──────── Extrahierter Text

# taz.de -- Kolumne Vollbart: Der böse Ausländer
       
       > Zu laut. Zu emotional. Zu aggressiv. Die Geschichte eines eigentlich gut
       > integrierten Menschen von anderswo.
       
 (IMG) Bild: Dem kleinen Ausländer platzt am Ende der Kragen
       
       Das ist die Geschichte vom kleinen Ausländer. Der kleine Ausländer lebt in
       Berlin, genauer im Problemkiez Neukölln. Er ist aber trotzdem gut
       integriert. Er spricht gut deutsch (er verwendet aber „wegen dir“ statt
       „deinetwegen“ und hat Probleme mit der Flexion), er ging aber immerhin zur
       Schule, hat sogar schon mal eine Uni von innen gesehen.
       
       Der kleine Ausländer darf aber nicht wirklich reden.
       
       Der nette große Deutsche ermahnt ihn nämlich immer. Wenn der kleine
       Ausländer redet, ist das für den netten großen Deutschen zu aggressiv. Oder
       zu laut. Oder zu emotional. Der kleine Ausländer darf nämlich nur Opfer
       sein, das gefällt dem netten großen Deutschen so. Dann kann er all seine
       Minderwertigkeitskomplexe verarbeiten und den kleinen Ausländer beschützen.
       
       Aber der will gar nicht beschützt werden. Der große nette Deutsche sagt
       dann: „Ich meine das nicht böse! Du musst nicht gleich so ausrasten.“ Der
       kleine Ausländer erwidert: „Ich bin doch gar nicht ausgerastet. Ich habe
       dir nur etwas gesagt.“ Der große nette Deutsche zuckt dann zusammen. Der
       böse Ausländer hat nämlich mit den Händen gefuchtelt, als er das sagte.
       
       Außerdem sieht der kleine Ausländer dabei auch noch bedrohlich aus. Er
       trägt einen langen Bart und einen komischen schwarzen Mantel.
       
       Der kleine Ausländer ist auch schwul, deswegen erzählen ihm auch andere
       schwule, große Deutsche, wie schlimm für ihn sein Coming-out gewesen sein
       muss. Dann schaut der kleine Ausländer verdutzt und sagt: „Ist es nicht
       immer schwierig?“ Aber er sagt diesen Satz zu laut, zu scharf, und er
       gestikuliert dabei schon wieder. Das missfällt dem schwulen, großen
       Deutschen. Er will doch nur helfen und den kleinen schwulen Ausländer vor
       seiner Familie beschützen.

────────────────
──────── Bereitgestelltes Material

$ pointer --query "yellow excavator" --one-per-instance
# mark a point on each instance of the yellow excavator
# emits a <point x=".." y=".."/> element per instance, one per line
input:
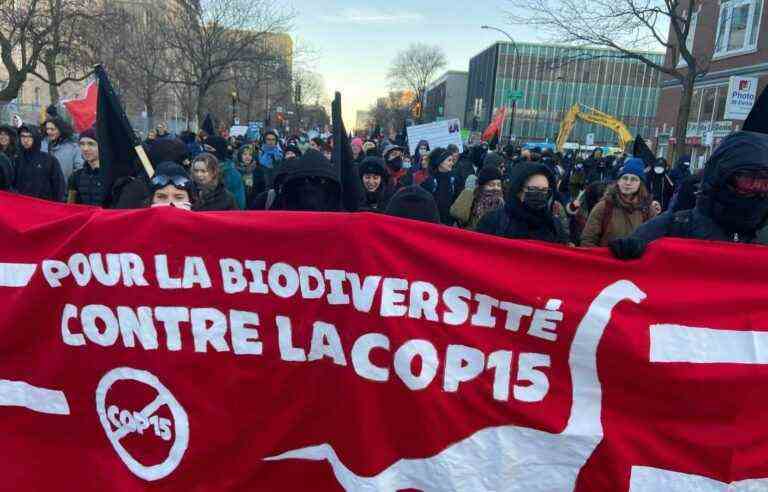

────────────────

### Zu bearbeitende Aufgaben
(a) Beantworten Sie bitte diese Fragen zur Kolumne über den kleinen Ausländer:
(i) In welchem Berliner Kiez lebt der kleine Ausländer?
(ii) Was trägt der kleine Ausländer, wodurch er bedrohlich aussieht?
(iii) Welche Frage stellt der kleine Ausländer, als ihm schwule, große Deutsche erzählen, wie schlimm sein Coming-out gewesen sein muss?
(b) Führen Sie die Kolumne über den kleinen Ausländer von ihrem letzten Satz aus weiter.

### Gelöste Aufgaben
(a)
(i) Im Problemkiez Neukölln.
(ii) Einen langen Bart und einen komischen schwarzen Mantel.
(iii) „Ist es nicht immer schwierig?“

(b)
       Die vermeintlich linken, großen Deutschen hingen erklären immer gerne dem
       schwulen, kleinen, linken Ausländer, was Rassismus ist und was nicht.
       Rassismus ist nämlich sehr böse – das weiß er sehr gut. Wenn der kleine,
       schwule, linke Ausländer aber sagt, etwas sei rassistisch oder gar „Das ist
       rassistisch von dir!“, dann ist es vorbei. Denn der vermeintlich linke,
       große Deutsche weiß es besser, er ist kein Rasssist, er sagt keine
       rassistischen Sachen und vor allem handelt er nicht rassistisch. Der
       schwule, linke, kleine Ausländer sei einfach nur empfindlich. Dann sagt er
       Dinge wie: „Sollten wir nicht über Intersektionalität reden?“, das findet
       der vermeintlich linke, große Deutsche komisch. Woher kennt er so Worte?
       
       Der schwule, linke, kleine Ausländer spricht dann mit dem queeren, linken,
       großen Deutschen. „Queer“, sagt er zum schwulen, linken, kleinen Ausländer,
       „sind wir alle“. Der schwule, linke, kleine Ausländer ist verwirrt: „Queer
       ist doch keine Identitätskategorie.“ Das hört der queere, linke, große
       Deutsche gar nicht gerne. Was wisse denn der schwule, linke, kleine
       Ausländer schon über „Queerness“, in seinem eigenen Land seien ja
       schließlich die Zustände katastrophal.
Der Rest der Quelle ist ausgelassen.